- WHAT IS NEEDED
What you return must be the data below, word for word, without any images.

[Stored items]

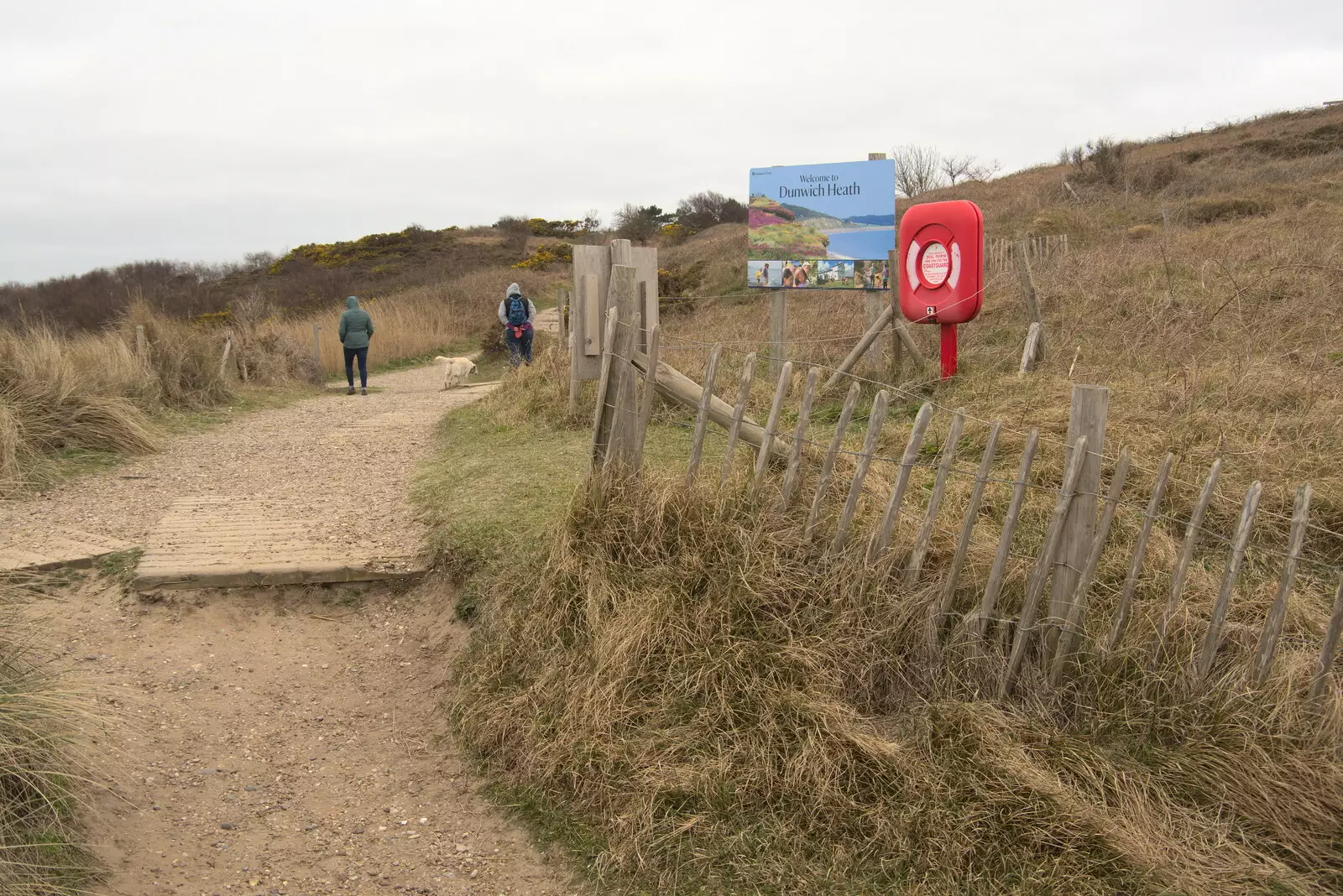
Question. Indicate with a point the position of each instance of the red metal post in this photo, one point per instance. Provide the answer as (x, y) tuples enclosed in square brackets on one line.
[(948, 351)]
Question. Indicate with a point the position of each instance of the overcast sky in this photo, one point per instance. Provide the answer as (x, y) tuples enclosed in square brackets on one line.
[(138, 129)]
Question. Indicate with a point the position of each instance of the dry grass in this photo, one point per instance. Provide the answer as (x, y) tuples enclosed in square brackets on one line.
[(732, 711), (44, 770), (724, 708)]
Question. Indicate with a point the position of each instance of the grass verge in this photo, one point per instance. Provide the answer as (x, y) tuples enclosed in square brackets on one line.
[(44, 772)]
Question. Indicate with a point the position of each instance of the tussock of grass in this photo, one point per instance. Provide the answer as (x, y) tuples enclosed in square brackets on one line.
[(44, 774), (734, 712)]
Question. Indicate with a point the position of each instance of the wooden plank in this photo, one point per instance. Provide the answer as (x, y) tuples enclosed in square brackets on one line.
[(1087, 419), (702, 418), (738, 412), (645, 260), (593, 311), (1273, 624), (1044, 565), (1032, 351), (1072, 633), (602, 414), (1320, 680), (675, 385), (771, 425), (1224, 596), (1182, 562), (1018, 495), (1135, 564), (790, 479), (939, 487), (778, 331), (897, 492), (646, 396), (828, 466), (622, 389), (870, 445), (967, 528)]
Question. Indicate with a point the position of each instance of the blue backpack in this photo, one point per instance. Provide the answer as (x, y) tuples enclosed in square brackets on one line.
[(516, 310)]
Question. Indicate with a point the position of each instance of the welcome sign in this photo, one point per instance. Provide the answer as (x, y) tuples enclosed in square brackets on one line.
[(823, 226)]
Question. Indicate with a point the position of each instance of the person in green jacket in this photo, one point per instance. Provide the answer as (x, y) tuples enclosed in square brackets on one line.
[(355, 331)]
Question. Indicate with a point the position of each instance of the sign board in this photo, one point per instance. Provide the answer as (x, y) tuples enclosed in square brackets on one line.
[(823, 227)]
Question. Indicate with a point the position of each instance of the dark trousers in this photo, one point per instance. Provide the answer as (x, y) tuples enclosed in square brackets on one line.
[(363, 367), (519, 347)]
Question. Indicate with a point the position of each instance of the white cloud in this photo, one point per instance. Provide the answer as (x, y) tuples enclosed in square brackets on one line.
[(161, 129)]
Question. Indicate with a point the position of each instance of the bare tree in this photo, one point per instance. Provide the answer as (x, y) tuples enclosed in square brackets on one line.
[(917, 169)]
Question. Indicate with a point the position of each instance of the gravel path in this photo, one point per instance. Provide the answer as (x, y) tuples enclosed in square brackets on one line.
[(289, 739)]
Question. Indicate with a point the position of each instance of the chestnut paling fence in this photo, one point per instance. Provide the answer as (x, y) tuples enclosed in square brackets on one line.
[(1064, 565)]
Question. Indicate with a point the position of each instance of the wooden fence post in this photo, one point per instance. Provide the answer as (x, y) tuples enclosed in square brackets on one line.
[(967, 528), (223, 358), (939, 487), (1027, 287), (1135, 565), (1181, 569), (622, 387), (1032, 351), (1044, 564), (1273, 624), (1090, 408), (897, 491), (829, 464), (893, 266), (1224, 596), (778, 331), (1072, 628), (770, 427), (790, 477), (738, 412), (646, 396), (702, 418), (870, 445), (602, 418), (872, 306), (1331, 642), (1018, 497)]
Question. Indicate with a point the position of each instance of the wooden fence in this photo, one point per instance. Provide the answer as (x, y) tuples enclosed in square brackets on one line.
[(1001, 255), (1049, 625)]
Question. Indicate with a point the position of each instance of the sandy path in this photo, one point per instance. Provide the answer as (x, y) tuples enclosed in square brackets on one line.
[(282, 741)]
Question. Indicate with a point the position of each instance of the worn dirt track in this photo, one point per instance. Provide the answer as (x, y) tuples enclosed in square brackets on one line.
[(286, 739)]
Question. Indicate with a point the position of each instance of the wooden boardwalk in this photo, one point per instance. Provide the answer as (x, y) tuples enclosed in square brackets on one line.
[(222, 542)]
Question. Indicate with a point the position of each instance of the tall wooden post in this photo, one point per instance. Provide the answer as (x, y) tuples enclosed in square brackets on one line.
[(1091, 405), (778, 331), (893, 260), (872, 302)]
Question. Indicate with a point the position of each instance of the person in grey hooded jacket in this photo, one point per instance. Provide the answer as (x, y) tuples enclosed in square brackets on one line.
[(355, 331), (516, 314)]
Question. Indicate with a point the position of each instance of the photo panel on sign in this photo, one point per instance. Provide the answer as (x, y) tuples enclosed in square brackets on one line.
[(834, 273), (765, 273), (872, 273)]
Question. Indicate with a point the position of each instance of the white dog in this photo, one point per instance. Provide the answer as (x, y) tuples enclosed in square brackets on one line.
[(456, 371)]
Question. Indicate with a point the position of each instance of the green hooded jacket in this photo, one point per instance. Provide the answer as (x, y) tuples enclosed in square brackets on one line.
[(355, 325)]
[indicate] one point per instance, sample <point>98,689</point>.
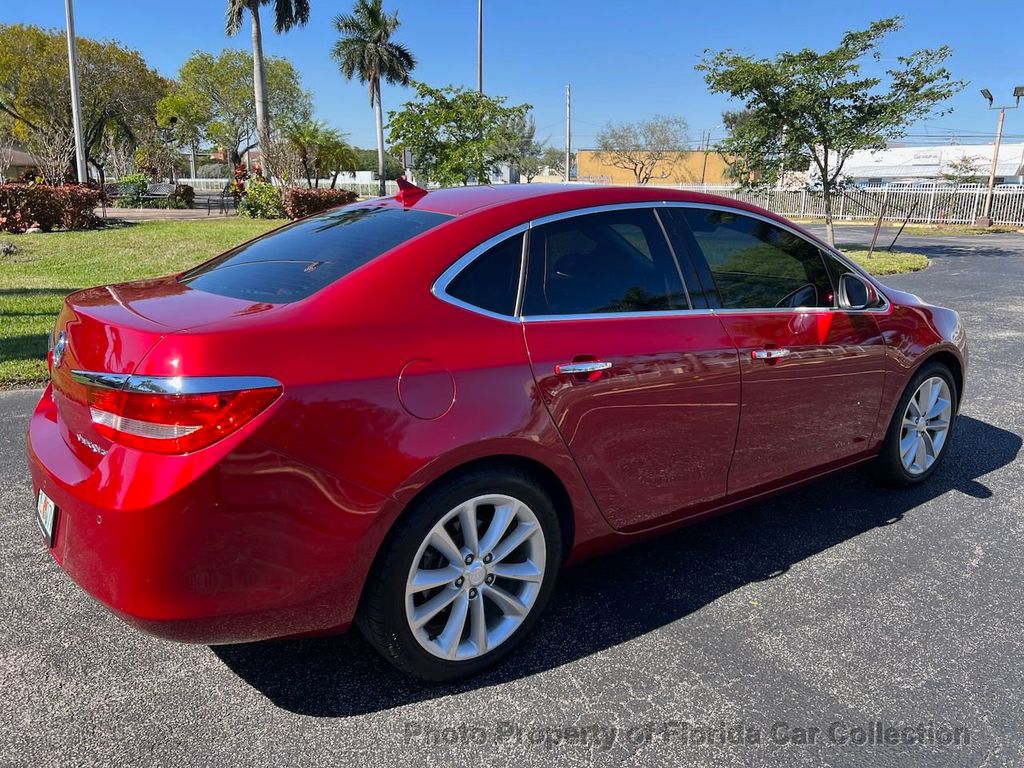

- ANSWER TO THIS PROBLEM
Question. Indicate with a point the position of each instance of the red metal post in this photo, one point per instance. Provide the answer as (x, y) tuples enclosed in square brackets on one line.
[(948, 351)]
Question. Indicate with a point the position of each instance of the overcast sky in this photo, one point per instance. Provide the answer as (x, y) tuples enclosed in square brackets on one line.
[(138, 129)]
Question. Indicate with a point the position of each instance of the dry grass in this photo, one point per instance. Provide the answer as (x, y) tuples enclosed in square brackets on one line.
[(732, 711), (44, 770), (724, 708)]
Question. Indicate with a point the position of each instance of the grass verge in this photo, one point per instance. Provide the answer as (x, y) tuples enclosed in square brackets on one line.
[(44, 772)]
Question. Indicate with a point the position of each instance of the tussock of grass in this photo, one point per instance. Provide the answer as (x, y) tuples enclosed in square brackets on one line.
[(44, 774), (734, 712)]
Question. Indicate with a point the position of each instance of the wooden plank in this photo, one point per instance. Provide the answer as (x, y) tuples enclosed in square brackets on one line.
[(1087, 419), (702, 418), (738, 412), (645, 260), (593, 311), (1273, 624), (1044, 565), (1032, 351), (1072, 633), (602, 414), (1320, 680), (675, 385), (771, 425), (1224, 596), (1182, 562), (1018, 495), (1135, 564), (790, 479), (939, 487), (778, 331), (897, 492), (646, 396), (828, 466), (622, 389), (870, 445), (967, 528)]
Question. Indicate with a point the position of each instance of the blue backpack in this photo, one point per instance. Provide the answer as (x, y) tuples enclosed in square brackets on one line.
[(516, 310)]
Question. Indicate with a point the position of each instance of the welcome sign in this photo, one point per instance. Provide the answer as (x, y) tuples enclosed in square brackets on one line.
[(823, 226)]
Question. Indicate with a point the position of each instance of the person in green jacket in this photo, one point per instance. Provide the answer as (x, y) tuples enclosed in square brackets on one line.
[(355, 331)]
Question. Indicate with a point the position of each instance of the sign board in this photo, one point per instance. Provide the answer as (x, y) tuples enclosed in square brackets on one line.
[(823, 227)]
Question. Indicate with a point the position of each instance of the dark trousers in this photo, one point per instance. Provide the answer as (x, y) tuples enclosed in square brackets on one line.
[(363, 367), (519, 347)]
Question. Indicate with a point the position of each instance of the white cloud in this photo, one point per instance. Provide the answer as (x, y) tuples enclosed in square brackets on one line.
[(161, 129)]
Question. Indicate with a point the position of each instance of the bare tree in this photo, one point per instance. Provide the answer as (x, y) tuples enclosed in square brackets on one line.
[(917, 169)]
Question. Indicate with a point the position of each instance of the gravel path in this photo, one point per instance. Provide the answer as (x, y) tuples enclosed in square brackets on one line.
[(289, 739)]
Question. Indicate with a point the position of each instance of the chestnut paling fence in this photo, one point per instance. Provide the answer as (x, y) tuples enclosed in square brackets on one line.
[(1064, 565)]
Question. Indicate with a point the position of each instance of the wooden fence post in this photo, one point per instance. Provide the answer as (x, y) tuples enclosed in square brackets on one line.
[(967, 528), (223, 358), (939, 487), (1027, 287), (1135, 565), (1181, 569), (622, 387), (1032, 351), (1044, 564), (1273, 624), (1090, 408), (897, 491), (829, 464), (893, 266), (1224, 596), (778, 331), (1072, 628), (770, 427), (790, 477), (738, 412), (646, 396), (702, 418), (870, 445), (602, 418), (872, 306), (1331, 642), (1018, 497)]
Question. Indicate with a point the position of each instance of the wooden fence in this photo, one point per instance. Provide the answer as (x, y) tuples enclosed in square brackets on one line.
[(1001, 255), (1049, 625)]
Question. Indicate with a point the position of each instance of the sandy path in this photo, one point per instance. Provide the answer as (x, y) tuples enclosed in square brackets on one line.
[(282, 741)]
Question. Indicate with a point the position of each instance of the worn dirt track in this photo, one point per instance. Provide the answer as (x, y) tuples enclosed in square brackets on one line.
[(286, 739)]
Question. Indicate with a point the position of each instance of the wooden boardwalk in this photo, one point per instance. Provide the answer as (x, y) tuples enclosed in square brackets on one line.
[(222, 542)]
Question. Indicate with a point the position of each instance of the tall wooden post in this photo, one point per instance. Provide the answer as (x, y) tuples enclosed in square brackets on one line.
[(1091, 405), (778, 331), (893, 260), (872, 302)]
Question. Indicate with a point the position of each instance of the person in grey hooded jacket in this photo, one point per instance. Provide the answer as (x, y) tuples enclosed in square brackets on one line.
[(355, 331), (516, 314)]
Question. Indicate with a point the position of each instance of the photo panel on sign in this photo, one point per instance. Provide the answer as (x, y) tuples enclosed in square brackets on one line.
[(834, 273), (765, 273), (872, 273)]
Question. Indicate with a point the position of each instance of the white dog in this photo, one point per instance. Provide the answer as (x, y) tuples enclosed in square brackets on one line.
[(456, 371)]
Question. Indicate with a point the position of each instance of the green hooded jacket in this photo, one point per instance. Provide the answer as (x, y) tuples enclosed in square brackets on one line.
[(355, 325)]
[indicate] one point per instance, sample <point>98,689</point>.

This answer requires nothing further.